### WORK TO COMPLETE
You are asked to write out the entries exactly as they are given.

====== SUPPLIED RECORDS ======

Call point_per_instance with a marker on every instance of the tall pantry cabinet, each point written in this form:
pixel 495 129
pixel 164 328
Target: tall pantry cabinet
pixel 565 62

======

### EXPECTED OUTPUT
Call point_per_instance with a marker on every instance of the tall pantry cabinet, each point written in this form:
pixel 495 129
pixel 164 328
Target: tall pantry cabinet
pixel 565 62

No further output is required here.